=== Section Start ===

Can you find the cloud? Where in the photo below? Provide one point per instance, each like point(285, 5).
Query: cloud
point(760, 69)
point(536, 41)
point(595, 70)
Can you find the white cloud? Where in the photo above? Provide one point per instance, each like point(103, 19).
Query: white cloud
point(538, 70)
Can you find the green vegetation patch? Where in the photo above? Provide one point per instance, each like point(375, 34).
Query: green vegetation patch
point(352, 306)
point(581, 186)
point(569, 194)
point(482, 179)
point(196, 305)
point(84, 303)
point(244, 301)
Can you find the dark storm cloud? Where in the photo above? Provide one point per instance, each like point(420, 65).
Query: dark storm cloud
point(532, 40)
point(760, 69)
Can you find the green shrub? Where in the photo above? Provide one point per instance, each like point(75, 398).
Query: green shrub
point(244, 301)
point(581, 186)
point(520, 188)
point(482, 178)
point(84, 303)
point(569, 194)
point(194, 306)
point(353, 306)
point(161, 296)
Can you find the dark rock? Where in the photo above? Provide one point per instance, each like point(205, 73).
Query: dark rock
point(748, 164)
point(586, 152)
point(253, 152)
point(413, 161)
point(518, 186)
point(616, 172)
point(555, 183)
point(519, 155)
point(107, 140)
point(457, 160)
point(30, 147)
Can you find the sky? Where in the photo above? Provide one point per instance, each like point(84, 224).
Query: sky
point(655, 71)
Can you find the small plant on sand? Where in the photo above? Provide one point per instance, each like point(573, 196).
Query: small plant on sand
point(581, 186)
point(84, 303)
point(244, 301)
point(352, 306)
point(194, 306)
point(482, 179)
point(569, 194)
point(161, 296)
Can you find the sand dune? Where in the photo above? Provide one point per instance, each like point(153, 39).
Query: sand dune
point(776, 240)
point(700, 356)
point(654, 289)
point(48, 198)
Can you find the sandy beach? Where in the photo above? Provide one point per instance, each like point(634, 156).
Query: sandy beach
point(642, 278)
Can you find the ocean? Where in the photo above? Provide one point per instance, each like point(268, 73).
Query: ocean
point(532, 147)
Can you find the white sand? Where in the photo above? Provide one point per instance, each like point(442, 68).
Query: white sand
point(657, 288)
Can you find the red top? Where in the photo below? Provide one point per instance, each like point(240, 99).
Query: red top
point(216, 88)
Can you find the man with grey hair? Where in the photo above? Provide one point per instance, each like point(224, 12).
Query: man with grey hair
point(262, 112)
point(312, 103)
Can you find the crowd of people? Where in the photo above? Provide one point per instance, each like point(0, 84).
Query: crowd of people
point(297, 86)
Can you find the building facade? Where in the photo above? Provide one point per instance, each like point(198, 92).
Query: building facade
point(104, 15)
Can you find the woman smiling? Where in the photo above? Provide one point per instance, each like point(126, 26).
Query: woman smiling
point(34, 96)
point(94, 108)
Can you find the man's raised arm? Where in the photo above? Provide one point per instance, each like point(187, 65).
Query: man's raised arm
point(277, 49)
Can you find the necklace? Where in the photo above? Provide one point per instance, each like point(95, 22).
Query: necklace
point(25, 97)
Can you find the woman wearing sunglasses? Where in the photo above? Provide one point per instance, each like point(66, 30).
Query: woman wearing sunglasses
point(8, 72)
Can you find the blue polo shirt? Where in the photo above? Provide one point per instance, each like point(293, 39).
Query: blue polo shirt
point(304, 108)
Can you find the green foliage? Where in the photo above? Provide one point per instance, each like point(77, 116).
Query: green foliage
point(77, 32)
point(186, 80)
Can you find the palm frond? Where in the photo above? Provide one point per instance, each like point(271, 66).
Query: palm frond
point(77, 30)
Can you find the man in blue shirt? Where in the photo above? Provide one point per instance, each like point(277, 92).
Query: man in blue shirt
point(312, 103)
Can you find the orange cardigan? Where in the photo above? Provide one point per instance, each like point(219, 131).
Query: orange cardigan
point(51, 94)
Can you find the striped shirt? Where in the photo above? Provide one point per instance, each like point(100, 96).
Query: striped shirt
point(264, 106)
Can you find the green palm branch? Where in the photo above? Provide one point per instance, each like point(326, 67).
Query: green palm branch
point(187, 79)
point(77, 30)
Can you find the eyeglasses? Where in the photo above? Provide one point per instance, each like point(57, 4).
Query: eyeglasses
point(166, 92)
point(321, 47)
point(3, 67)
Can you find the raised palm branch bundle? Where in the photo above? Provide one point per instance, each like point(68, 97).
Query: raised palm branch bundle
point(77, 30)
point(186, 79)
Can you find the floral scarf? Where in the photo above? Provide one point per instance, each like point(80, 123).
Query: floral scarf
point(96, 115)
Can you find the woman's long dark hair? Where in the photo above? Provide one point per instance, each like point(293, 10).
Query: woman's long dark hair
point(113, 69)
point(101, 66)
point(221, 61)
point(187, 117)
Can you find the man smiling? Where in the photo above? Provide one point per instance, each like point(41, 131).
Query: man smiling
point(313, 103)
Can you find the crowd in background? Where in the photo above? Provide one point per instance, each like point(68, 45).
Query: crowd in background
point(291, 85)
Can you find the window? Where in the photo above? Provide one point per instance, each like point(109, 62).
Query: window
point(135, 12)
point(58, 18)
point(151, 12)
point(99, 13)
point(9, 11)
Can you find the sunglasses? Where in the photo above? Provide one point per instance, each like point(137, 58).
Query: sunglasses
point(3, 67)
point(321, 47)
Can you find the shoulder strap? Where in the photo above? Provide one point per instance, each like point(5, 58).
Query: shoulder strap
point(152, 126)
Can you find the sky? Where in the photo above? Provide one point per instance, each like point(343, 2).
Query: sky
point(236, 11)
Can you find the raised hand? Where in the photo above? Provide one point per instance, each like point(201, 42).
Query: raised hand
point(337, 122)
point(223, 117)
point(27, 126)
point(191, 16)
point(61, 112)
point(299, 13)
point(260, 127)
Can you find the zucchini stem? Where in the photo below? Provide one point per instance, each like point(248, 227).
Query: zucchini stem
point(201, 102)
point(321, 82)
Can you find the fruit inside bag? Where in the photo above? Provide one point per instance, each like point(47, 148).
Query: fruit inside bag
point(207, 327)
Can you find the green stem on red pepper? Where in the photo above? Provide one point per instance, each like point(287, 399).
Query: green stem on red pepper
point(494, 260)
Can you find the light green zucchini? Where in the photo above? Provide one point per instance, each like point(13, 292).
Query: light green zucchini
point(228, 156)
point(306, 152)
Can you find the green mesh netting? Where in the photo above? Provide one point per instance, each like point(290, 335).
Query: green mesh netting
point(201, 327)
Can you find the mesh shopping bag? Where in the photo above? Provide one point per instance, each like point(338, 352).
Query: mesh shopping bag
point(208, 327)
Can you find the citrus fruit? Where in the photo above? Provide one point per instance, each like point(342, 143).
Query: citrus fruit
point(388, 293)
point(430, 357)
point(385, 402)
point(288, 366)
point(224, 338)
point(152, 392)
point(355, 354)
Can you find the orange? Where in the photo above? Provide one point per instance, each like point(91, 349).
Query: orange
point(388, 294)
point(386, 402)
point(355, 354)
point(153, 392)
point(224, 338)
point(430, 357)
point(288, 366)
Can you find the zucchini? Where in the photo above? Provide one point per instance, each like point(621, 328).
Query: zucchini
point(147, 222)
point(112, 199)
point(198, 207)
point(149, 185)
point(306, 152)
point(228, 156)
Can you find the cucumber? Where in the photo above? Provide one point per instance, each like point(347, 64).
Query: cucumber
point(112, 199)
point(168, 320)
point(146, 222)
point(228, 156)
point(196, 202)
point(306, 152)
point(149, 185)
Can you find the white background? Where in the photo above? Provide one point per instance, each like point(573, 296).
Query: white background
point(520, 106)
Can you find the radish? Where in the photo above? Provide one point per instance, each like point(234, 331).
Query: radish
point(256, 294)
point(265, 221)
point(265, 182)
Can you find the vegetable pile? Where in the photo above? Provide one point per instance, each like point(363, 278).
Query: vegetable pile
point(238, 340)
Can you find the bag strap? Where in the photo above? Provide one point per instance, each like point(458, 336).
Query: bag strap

=== Section End ===

Task prompt: Look back at the entries above. Retype the line with "Query: shoulder strap", the line with "Can you find the raised hand?", and all lines in between.

Written solution:
Query: shoulder strap
point(152, 126)
Can you find the sky? Where in the photo above? Provide one point per instance, each like point(343, 2).
Query: sky
point(236, 11)
Can you find the raised hand? Where in the photo above? Provide one point per instance, each like point(201, 42).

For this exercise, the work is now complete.